Count how many lines in the rows below contain the string "pine", treating uppercase and lowercase as different, and reply with that number alone.

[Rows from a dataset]

★ ★ ★ ★

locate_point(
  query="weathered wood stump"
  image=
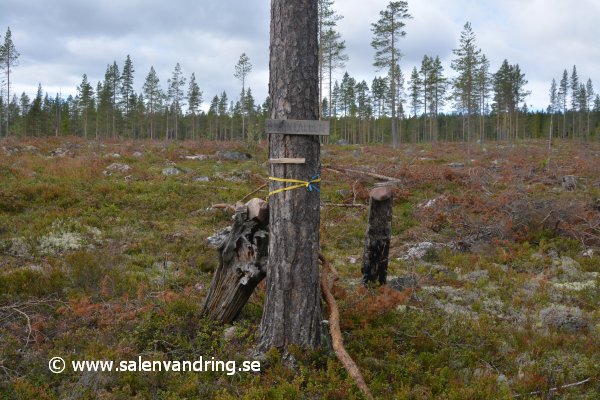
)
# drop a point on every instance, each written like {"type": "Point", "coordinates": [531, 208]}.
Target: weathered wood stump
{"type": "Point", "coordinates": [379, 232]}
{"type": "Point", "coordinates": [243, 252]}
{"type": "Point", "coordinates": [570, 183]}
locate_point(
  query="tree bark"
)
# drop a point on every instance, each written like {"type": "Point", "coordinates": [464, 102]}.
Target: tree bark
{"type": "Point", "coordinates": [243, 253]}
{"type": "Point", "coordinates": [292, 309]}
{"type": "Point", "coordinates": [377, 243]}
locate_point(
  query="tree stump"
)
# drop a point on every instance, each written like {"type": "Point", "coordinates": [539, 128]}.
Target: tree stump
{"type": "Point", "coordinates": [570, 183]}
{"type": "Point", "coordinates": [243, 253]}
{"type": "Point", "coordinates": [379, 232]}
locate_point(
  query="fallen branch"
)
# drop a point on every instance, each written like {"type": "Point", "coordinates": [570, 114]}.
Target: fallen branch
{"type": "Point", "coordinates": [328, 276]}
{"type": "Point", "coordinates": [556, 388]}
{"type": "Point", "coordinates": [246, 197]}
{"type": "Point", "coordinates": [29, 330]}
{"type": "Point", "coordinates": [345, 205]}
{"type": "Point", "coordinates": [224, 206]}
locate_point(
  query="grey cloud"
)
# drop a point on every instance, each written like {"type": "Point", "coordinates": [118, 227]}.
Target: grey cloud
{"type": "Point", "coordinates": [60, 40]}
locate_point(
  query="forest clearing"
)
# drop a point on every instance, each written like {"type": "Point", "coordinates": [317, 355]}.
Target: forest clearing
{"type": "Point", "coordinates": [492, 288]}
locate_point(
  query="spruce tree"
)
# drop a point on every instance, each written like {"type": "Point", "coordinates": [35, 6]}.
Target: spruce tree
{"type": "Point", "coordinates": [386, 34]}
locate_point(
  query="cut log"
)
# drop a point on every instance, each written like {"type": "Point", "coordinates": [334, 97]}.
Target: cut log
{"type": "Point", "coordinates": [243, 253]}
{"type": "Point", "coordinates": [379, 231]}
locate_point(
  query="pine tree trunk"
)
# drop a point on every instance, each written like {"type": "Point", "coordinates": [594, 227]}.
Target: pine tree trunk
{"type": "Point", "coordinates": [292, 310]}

★ ★ ★ ★

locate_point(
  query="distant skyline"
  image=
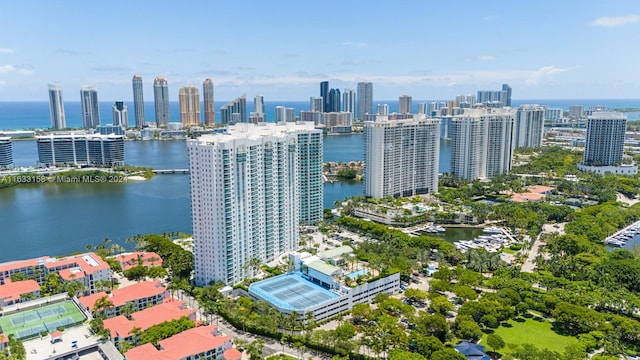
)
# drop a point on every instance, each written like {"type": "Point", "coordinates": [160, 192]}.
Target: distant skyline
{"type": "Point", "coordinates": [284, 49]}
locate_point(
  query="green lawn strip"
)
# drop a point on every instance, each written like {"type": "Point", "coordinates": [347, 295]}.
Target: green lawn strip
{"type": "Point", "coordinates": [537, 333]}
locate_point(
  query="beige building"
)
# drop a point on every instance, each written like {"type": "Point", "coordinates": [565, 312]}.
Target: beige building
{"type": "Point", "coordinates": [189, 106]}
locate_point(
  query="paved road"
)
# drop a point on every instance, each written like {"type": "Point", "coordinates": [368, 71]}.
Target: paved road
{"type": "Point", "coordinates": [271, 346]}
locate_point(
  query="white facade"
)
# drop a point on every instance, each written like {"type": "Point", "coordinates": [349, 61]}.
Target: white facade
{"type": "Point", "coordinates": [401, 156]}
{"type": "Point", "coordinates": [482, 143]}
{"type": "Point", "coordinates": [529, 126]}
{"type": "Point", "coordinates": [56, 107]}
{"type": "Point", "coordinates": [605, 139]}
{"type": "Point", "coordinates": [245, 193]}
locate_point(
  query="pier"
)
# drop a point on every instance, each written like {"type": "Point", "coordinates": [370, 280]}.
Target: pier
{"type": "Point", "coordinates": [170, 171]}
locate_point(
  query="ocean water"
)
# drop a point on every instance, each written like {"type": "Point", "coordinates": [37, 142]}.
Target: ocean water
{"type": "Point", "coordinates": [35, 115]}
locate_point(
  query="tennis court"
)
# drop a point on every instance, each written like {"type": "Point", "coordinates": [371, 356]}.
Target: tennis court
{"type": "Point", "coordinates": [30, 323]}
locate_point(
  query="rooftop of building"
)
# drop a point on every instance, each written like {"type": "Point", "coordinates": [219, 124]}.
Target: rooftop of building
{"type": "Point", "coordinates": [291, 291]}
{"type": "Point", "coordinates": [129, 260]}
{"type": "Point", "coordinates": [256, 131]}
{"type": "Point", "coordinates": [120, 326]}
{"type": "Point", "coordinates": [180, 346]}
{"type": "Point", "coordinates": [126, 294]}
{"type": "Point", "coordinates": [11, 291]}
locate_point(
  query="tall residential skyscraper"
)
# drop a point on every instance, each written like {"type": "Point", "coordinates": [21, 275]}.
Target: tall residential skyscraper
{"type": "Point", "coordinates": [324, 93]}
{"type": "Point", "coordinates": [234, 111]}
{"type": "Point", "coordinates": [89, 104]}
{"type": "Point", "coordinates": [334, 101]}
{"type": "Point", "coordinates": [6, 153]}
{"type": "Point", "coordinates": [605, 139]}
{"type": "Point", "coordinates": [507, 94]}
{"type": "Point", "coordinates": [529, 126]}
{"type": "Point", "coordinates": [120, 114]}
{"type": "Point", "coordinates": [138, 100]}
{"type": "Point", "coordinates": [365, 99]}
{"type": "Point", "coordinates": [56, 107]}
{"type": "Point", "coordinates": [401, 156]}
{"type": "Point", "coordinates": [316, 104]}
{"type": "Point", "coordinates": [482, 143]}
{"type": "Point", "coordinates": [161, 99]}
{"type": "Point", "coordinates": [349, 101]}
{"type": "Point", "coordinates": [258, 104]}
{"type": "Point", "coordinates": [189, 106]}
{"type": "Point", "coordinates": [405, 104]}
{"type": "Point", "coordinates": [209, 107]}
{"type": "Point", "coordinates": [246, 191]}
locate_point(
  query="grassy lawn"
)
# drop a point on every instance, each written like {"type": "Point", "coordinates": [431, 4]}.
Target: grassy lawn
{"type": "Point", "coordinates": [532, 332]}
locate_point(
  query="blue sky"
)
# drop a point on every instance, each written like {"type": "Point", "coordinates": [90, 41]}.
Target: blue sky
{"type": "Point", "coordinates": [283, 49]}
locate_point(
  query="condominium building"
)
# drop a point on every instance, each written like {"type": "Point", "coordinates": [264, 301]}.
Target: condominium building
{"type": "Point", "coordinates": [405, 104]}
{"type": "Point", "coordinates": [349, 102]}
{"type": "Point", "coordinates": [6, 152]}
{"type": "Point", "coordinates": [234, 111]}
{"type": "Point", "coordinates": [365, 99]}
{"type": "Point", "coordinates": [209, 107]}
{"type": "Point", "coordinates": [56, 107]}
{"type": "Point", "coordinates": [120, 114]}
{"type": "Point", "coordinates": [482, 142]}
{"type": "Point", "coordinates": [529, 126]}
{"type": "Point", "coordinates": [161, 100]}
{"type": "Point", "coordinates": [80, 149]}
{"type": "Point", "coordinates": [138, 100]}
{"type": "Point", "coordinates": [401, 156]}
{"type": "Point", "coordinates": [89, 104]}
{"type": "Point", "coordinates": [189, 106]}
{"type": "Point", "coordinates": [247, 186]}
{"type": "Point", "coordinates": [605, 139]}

★ ★ ★ ★

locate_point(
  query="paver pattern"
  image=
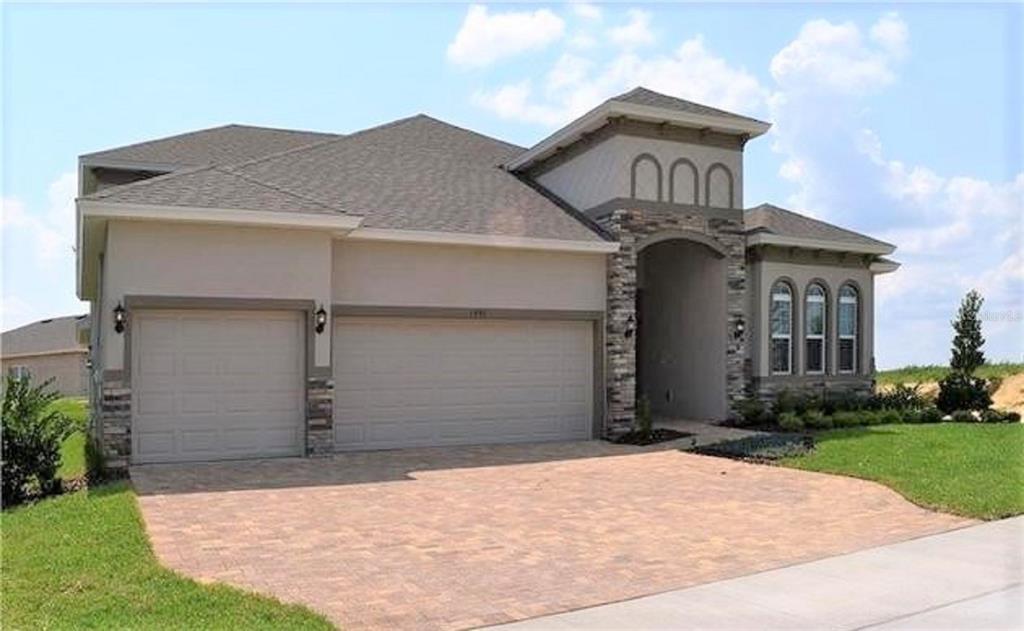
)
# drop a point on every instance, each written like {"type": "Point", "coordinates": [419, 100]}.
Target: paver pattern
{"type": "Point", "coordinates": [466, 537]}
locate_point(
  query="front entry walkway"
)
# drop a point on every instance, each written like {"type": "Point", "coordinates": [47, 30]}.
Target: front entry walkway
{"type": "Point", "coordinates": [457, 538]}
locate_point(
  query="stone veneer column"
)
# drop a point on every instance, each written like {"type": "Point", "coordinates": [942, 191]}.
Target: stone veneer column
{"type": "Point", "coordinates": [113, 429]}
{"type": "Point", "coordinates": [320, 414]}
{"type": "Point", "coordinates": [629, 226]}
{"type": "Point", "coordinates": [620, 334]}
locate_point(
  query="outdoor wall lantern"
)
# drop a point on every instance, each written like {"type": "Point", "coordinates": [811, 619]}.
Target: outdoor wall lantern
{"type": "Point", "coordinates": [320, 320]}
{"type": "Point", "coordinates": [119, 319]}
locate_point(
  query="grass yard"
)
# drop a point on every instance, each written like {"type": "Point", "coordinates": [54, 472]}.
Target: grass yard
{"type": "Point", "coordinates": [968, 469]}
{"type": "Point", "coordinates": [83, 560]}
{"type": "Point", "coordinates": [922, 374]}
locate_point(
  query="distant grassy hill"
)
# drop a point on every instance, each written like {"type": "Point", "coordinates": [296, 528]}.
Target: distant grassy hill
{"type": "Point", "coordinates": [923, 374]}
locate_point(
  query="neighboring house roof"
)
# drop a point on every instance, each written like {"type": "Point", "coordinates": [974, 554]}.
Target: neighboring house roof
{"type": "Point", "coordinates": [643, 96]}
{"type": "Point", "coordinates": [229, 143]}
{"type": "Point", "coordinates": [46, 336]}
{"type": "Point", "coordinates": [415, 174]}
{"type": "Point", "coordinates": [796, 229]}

★ ★ ★ ★

**Reply**
2